**WHAT IS EXPECTED:** Reproduce the full text below on Spheer validation layers and confusion matrices, word for word.

======== SOURCE TEXT

Spheer produces a single confusion matrix per validation layer. By organizing your validation shapes into different layers, you can evaluate your model from different perspectives. One validation layer might cover a particular region or year, another might focus on a specific class or a harder set of edge cases. This lets you pinpoint not just whether the model is performing well overall, but where and under what conditions it succeeds or struggles.
For a classification model, each class wil be seen back as a class in the confusion matrix. For a regression model, where the output is a continuous regression value rather than a discrete class, the same logic of comparing prediction against truth applies, but the values are grouped into bins. For example, a bin of 0%-10% holds all values that fall between 0% and 10% .
The practical workflow is, as always, iterative:
- draw your observations in a train layer,
- set aside ground truth examples in one or more validation layers,
- read the confusion matrix each validation layer produces, and
- use what it reveals to refine your observations, adding, moving, or adjusting train shapes, until the matrix tells you the map can be trusted.

================
======== RECORDED DATA

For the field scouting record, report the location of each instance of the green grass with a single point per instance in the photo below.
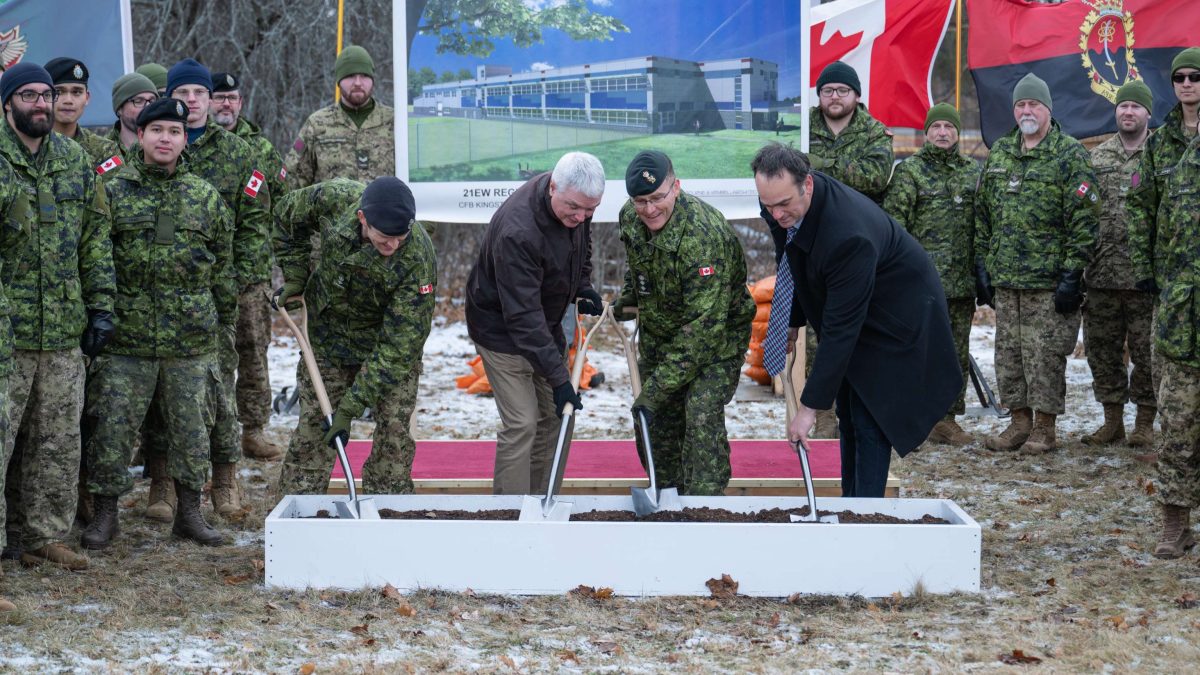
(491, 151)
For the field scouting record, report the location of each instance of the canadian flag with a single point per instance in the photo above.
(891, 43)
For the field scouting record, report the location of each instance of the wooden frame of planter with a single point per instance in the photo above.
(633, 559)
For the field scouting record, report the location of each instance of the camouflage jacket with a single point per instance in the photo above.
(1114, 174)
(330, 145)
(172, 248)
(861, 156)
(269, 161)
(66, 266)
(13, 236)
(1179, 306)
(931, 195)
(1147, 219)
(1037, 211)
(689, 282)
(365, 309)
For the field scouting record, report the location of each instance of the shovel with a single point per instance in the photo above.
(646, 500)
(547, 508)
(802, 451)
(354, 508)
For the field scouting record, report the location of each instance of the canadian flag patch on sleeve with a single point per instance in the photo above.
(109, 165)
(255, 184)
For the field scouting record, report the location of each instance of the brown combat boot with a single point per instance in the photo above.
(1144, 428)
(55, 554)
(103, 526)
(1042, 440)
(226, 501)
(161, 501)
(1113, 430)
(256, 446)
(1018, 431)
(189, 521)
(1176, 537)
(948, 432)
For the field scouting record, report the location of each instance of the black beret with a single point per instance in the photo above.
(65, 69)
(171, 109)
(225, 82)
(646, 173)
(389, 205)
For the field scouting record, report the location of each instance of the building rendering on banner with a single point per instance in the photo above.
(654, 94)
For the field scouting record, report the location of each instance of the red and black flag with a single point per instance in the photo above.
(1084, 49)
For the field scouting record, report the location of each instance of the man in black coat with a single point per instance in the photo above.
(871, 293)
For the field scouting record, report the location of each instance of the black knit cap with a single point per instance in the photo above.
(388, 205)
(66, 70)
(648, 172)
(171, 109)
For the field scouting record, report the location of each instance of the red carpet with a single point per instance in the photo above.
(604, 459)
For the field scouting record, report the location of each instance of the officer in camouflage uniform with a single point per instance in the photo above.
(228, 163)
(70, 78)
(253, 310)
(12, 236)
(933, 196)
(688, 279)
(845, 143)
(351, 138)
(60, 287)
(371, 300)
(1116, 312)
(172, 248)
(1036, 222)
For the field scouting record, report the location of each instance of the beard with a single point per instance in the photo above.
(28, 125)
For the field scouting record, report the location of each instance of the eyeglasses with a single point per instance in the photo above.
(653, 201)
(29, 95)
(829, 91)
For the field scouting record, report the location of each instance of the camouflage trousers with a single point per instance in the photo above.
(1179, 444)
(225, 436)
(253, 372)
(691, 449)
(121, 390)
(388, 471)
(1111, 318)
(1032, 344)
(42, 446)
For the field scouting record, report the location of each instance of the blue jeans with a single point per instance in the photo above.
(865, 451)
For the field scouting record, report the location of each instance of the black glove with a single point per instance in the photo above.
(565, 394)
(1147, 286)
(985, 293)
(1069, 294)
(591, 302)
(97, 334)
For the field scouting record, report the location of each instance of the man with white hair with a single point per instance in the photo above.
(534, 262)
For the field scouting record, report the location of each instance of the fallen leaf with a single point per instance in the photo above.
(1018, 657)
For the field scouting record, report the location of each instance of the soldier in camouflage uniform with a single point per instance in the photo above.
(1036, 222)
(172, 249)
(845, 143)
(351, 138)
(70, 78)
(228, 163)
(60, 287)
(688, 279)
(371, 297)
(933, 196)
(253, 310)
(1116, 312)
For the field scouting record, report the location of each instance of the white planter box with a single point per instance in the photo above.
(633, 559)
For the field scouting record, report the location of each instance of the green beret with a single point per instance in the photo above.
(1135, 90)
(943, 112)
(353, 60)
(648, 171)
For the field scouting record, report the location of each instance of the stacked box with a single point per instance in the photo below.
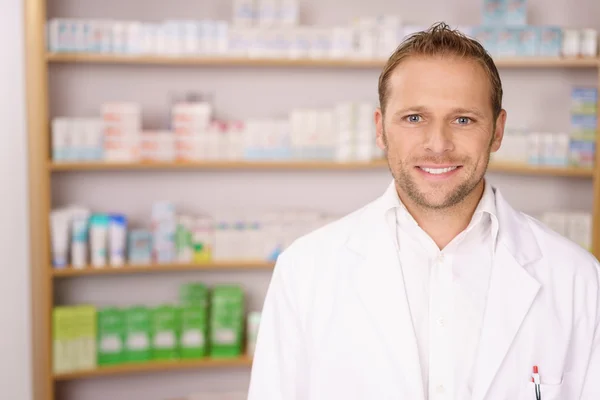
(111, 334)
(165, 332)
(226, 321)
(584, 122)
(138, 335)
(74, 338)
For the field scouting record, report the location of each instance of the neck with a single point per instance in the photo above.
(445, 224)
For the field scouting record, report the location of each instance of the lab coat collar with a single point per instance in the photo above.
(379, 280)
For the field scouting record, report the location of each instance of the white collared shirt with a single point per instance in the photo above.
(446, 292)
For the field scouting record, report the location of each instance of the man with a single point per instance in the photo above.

================

**OUTPUT FOR THIS TASK:**
Spheer produces a single confusion matrix per validation layer. By organizing your validation shapes into different layers, you can evaluate your model from different perspectives. One validation layer might cover a particular region or year, another might focus on a specific class or a harder set of edge cases. This lets you pinpoint not just whether the model is performing well overall, but where and under what conditions it succeeds or struggles.
For a classification model, each class wil be seen back as a class in the confusion matrix. For a regression model, where the output is a continuous regression value rather than a discrete class, the same logic of comparing prediction against truth applies, but the values are grouped into bins. For example, a bin of 0%-10% holds all values that fall between 0% and 10% .
The practical workflow is, as always, iterative:
- draw your observations in a train layer,
- set aside ground truth examples in one or more validation layers,
- read the confusion matrix each validation layer produces, and
- use what it reveals to refine your observations, adding, moving, or adjusting train shapes, until the matrix tells you the map can be trusted.